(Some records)
-=-=-=-=-

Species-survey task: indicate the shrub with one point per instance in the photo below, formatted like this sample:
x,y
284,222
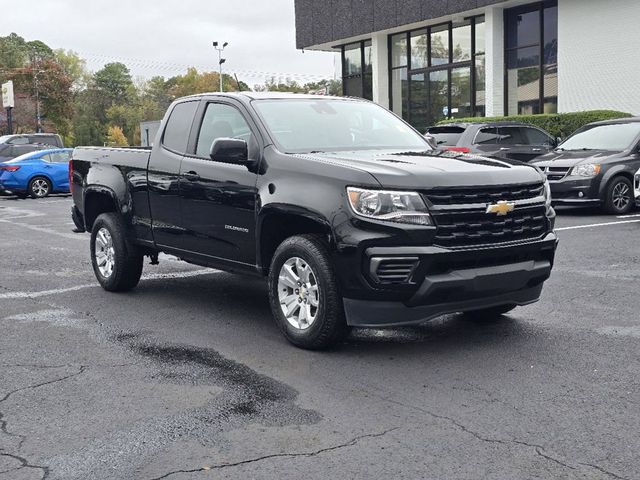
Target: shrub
x,y
557,124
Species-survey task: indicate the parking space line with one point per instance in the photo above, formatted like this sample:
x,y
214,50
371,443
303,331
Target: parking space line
x,y
593,225
57,291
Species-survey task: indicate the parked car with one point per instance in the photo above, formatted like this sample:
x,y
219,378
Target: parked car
x,y
353,218
636,189
508,140
37,174
596,166
13,146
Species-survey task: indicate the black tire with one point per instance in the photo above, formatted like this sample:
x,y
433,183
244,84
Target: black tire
x,y
126,257
39,187
489,314
619,199
329,326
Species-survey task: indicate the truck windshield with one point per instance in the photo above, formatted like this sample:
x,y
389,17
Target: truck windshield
x,y
332,125
616,137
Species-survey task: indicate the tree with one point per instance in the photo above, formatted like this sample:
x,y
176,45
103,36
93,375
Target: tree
x,y
74,67
114,81
116,137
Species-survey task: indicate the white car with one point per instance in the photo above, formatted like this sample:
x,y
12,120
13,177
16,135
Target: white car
x,y
636,188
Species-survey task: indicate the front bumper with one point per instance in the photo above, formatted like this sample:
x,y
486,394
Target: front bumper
x,y
576,191
448,281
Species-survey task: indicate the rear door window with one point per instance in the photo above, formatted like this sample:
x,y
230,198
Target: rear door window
x,y
537,137
221,121
512,136
176,133
487,136
449,136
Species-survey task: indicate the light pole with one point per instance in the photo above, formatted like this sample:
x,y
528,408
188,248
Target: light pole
x,y
221,60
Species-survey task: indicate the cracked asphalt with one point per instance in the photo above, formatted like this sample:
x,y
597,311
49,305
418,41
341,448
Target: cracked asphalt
x,y
187,377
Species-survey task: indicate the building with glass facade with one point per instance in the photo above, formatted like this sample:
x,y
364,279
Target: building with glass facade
x,y
429,60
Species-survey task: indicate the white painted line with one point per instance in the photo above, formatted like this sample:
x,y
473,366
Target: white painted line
x,y
57,291
48,231
577,227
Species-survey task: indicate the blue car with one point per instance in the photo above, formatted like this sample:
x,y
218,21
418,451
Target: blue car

-=-=-=-=-

* PROBLEM DESCRIPTION:
Reproduce all of the data exactly; the pictures do not belong in the copy.

* ANSWER TO THIS EXERCISE:
Species-survey task: indicate the shrub with one point per instance in the photo below, formatted like this sample:
x,y
284,222
Target: shrub
x,y
557,124
Species-survey task: indicate the parking space line with one point per instance in the photo above, formatted like this sample:
x,y
214,50
371,443
303,331
Target: parking space line
x,y
593,225
57,291
Species-survey task: indicate the parked car with one point per instance in the photo above, formatted like this sample:
x,y
219,378
Target: parked car
x,y
353,218
636,189
508,140
37,174
596,166
13,146
Species-survey task: indicate the black tire with one point per instance in the photo above, formatted like this sample:
x,y
433,183
244,84
Target: black tire
x,y
126,257
39,187
489,314
619,199
329,326
Species-survey task: indicate the truck windshield with one point per instance in the photo above, formatted like this sample:
x,y
389,17
Target: truck windshield
x,y
332,125
616,137
Species-survey task: indicate the tree with one point per instance in the photo above, formatted like this sample:
x,y
176,45
103,36
93,375
Target: tree
x,y
74,67
114,81
116,137
Species-survey task: indicate the white car with one point per instance in the photo above, formatted like this sample:
x,y
12,120
13,177
16,135
Target: white car
x,y
636,188
Species-survey task: indicate the front bumper with one point per instance in the photo above, formatted like this sample:
x,y
486,394
Target: front bumper
x,y
576,191
448,281
Species-survey task: indicate the rear door window with one point per instance in the photo above, formatted like this sample:
x,y
230,198
Target: rear door window
x,y
537,137
221,121
512,136
176,133
487,136
449,136
Species-survey task: indicate the light pole with one point per instance in the photo above, formatted like this sample:
x,y
528,408
188,248
Target: light pole
x,y
221,60
Species-survey task: indicate the cracked asphalt with one point per instance in the photo above, formatted like this sample:
x,y
597,311
49,305
418,41
341,448
Target: cracked asphalt
x,y
187,377
Species-survey task: indicate the building with glass facade with one point per instance in the photo above, formatted like this sample:
x,y
364,279
Target: building with glass facade
x,y
429,60
Species-survey task: indicate the white painted line with one point per instance in the photo above, formatted like this sample:
x,y
473,366
Target: white painted line
x,y
57,291
48,231
577,227
Species-survey task: indicate the blue car with one point per instance in the photo above, formatted like this sample:
x,y
218,21
418,451
Target: blue car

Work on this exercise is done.